PROBLEM DETAILS: Which lines of the entries contain the string "thickest"? Please find them and copy them.

***** MATERIAL SHOWN

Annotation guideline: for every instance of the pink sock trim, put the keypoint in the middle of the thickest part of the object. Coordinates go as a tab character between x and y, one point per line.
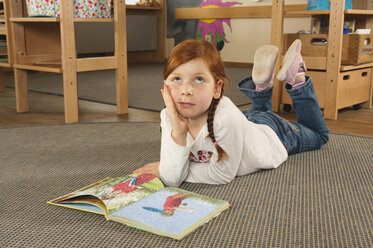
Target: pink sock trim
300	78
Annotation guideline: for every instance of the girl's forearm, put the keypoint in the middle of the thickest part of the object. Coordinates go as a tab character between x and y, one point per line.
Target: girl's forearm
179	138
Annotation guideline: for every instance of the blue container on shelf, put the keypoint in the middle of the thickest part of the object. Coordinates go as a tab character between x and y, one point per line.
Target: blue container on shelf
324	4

**********
***** MATERIAL SHOWN

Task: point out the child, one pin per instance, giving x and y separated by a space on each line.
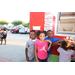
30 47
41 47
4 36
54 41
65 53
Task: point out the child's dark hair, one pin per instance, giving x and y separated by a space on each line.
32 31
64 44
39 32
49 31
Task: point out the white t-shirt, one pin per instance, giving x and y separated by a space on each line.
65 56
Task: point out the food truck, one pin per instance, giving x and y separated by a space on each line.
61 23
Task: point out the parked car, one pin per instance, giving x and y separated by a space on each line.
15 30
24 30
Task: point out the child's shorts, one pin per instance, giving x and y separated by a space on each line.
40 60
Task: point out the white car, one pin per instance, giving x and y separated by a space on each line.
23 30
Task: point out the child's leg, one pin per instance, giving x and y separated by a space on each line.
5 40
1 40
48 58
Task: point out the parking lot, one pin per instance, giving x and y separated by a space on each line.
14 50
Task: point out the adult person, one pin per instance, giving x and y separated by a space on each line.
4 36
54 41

**********
***** MATERIAL SHOWN

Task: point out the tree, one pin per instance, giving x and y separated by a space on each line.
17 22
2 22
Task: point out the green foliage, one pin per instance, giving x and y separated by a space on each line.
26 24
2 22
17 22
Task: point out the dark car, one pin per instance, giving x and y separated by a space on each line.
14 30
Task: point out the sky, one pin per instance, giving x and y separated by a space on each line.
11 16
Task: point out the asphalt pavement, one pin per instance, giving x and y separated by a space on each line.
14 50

**********

EXERCISE RESPONSE:
Annotation guideline: for every instance of the pink sock trim, put the keypoint in the middle of the thickest part of the object. Coordinates go as a tab character between x and y, one point per line.
Annotation guideline: for every instance of the girl's forearm, put the keypoint in the middle of the thickest part of the object. Coordinates go as a tab character between x and y, one point per line.
Annotation guideline: for every instance of the blue container on shelf, put the keypoint in the middle of the thickest part of the object. Coordinates go as a tab character between x and y, one point per line.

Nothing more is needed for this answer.